SOURCE MATERIAL:

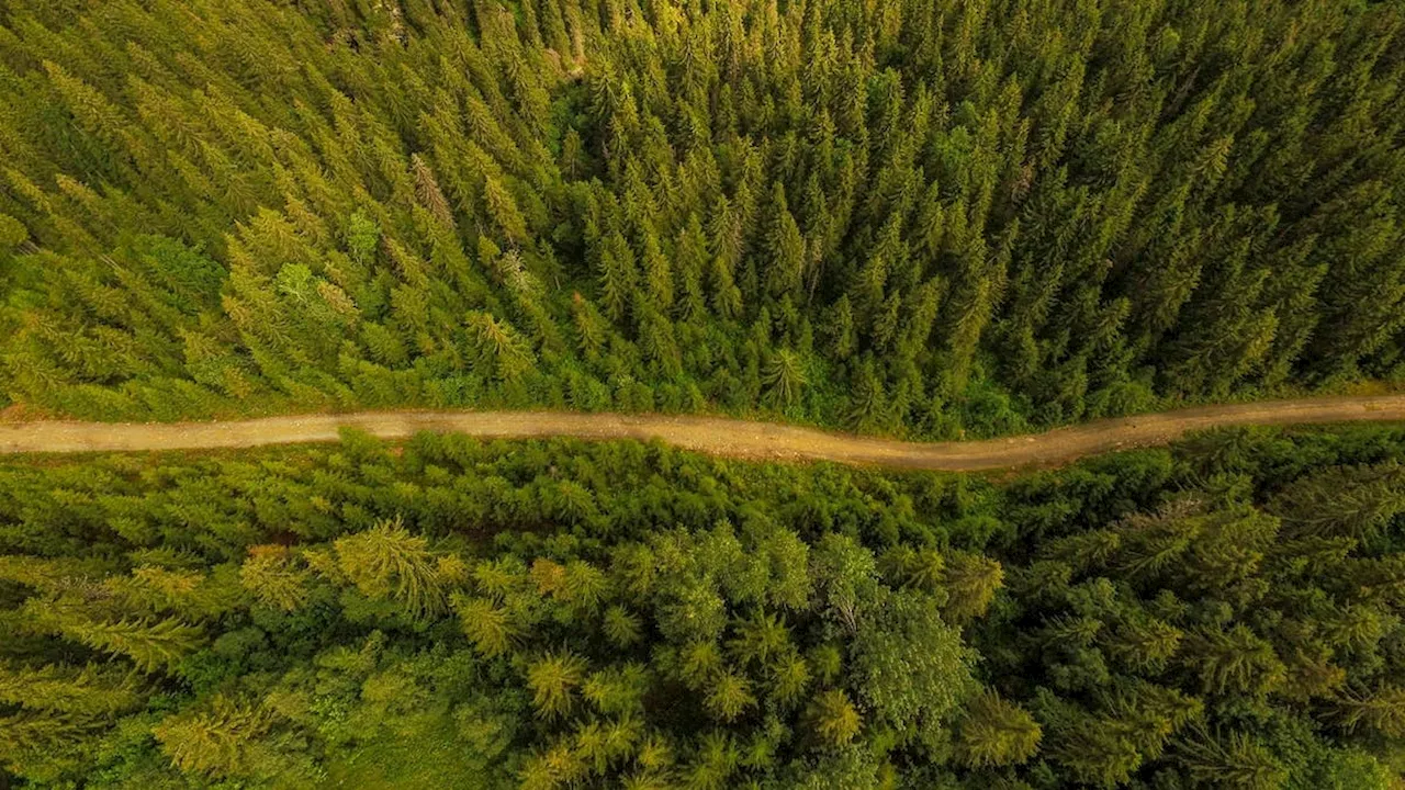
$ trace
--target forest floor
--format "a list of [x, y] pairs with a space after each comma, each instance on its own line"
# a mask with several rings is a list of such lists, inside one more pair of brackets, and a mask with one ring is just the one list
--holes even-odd
[[0, 454], [205, 450], [334, 441], [343, 427], [389, 440], [416, 432], [482, 439], [658, 439], [749, 460], [823, 460], [910, 470], [1051, 467], [1083, 455], [1163, 444], [1187, 432], [1242, 425], [1405, 422], [1405, 395], [1304, 398], [1200, 406], [1096, 420], [1047, 433], [979, 441], [899, 441], [725, 417], [570, 412], [360, 412], [230, 422], [0, 422]]

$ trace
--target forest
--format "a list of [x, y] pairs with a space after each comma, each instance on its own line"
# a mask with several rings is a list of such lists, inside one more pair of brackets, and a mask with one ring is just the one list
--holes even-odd
[[1402, 455], [8, 461], [0, 786], [1395, 790]]
[[1405, 378], [1405, 10], [8, 0], [0, 408], [998, 434]]
[[[0, 0], [0, 423], [1391, 392], [1402, 212], [1399, 1]], [[6, 455], [0, 790], [1402, 790], [1402, 460]]]

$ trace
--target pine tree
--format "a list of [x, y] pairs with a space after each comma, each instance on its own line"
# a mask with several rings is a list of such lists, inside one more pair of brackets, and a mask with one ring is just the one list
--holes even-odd
[[586, 661], [570, 652], [547, 654], [534, 661], [527, 668], [527, 687], [537, 713], [545, 720], [569, 713], [584, 672]]
[[832, 746], [843, 746], [853, 741], [863, 727], [858, 711], [849, 701], [849, 696], [839, 689], [829, 689], [816, 696], [811, 703], [809, 717], [819, 739]]
[[957, 759], [968, 768], [1023, 763], [1038, 752], [1041, 737], [1034, 717], [985, 692], [967, 703], [957, 727]]
[[249, 768], [250, 751], [271, 725], [267, 711], [216, 694], [204, 710], [166, 717], [152, 734], [176, 768], [233, 776]]
[[399, 517], [339, 538], [334, 544], [341, 574], [372, 599], [393, 599], [417, 617], [444, 609], [444, 579], [429, 541], [405, 529]]

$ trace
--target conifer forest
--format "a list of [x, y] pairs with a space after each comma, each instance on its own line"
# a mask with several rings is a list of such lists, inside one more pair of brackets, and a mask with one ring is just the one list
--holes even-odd
[[0, 0], [0, 790], [1405, 790], [1405, 423], [6, 448], [1402, 391], [1401, 0]]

TASK DIRECTIONS: Render the data from its first line through the line containing "790], [1402, 460]]]", both included, as a Markdown table with the columns n and Line, one row per line. Skip blank lines and leave the pictures out.

RESPONSE TO THE TASK:
| n | Line |
|---|---|
| 1 | $ trace |
| 2 | --target forest floor |
| 3 | --format "a list of [x, y] pairs with a space after each comma, each instance on its own line" |
| 4 | # a mask with several rings is a list of such lists, inside one more pair of brackets, and a mask with one ring is just the one list |
| 5 | --holes even-odd |
| 6 | [[0, 454], [205, 450], [334, 441], [343, 427], [389, 440], [416, 432], [482, 439], [658, 439], [749, 460], [823, 460], [910, 470], [1051, 467], [1083, 455], [1163, 444], [1187, 432], [1242, 425], [1405, 422], [1405, 395], [1304, 398], [1200, 406], [1096, 420], [1047, 433], [979, 441], [899, 441], [725, 417], [570, 412], [360, 412], [230, 422], [0, 422]] |
| 7 | $ trace |
| 8 | --target forest |
| 9 | --format "a list of [x, y] pairs with a space after each comma, each instance on its own line" |
| 10 | # a mask with several rings is a list of such lists, inside one more pair of brackets, and a mask with one ring is just the one list |
| 11 | --holes even-odd |
| 12 | [[1402, 455], [8, 461], [0, 786], [1395, 790]] |
| 13 | [[1405, 378], [1405, 10], [8, 0], [0, 408], [998, 434]] |
| 14 | [[[0, 0], [0, 423], [1391, 392], [1402, 212], [1399, 1]], [[6, 455], [0, 790], [1402, 790], [1402, 460]]] |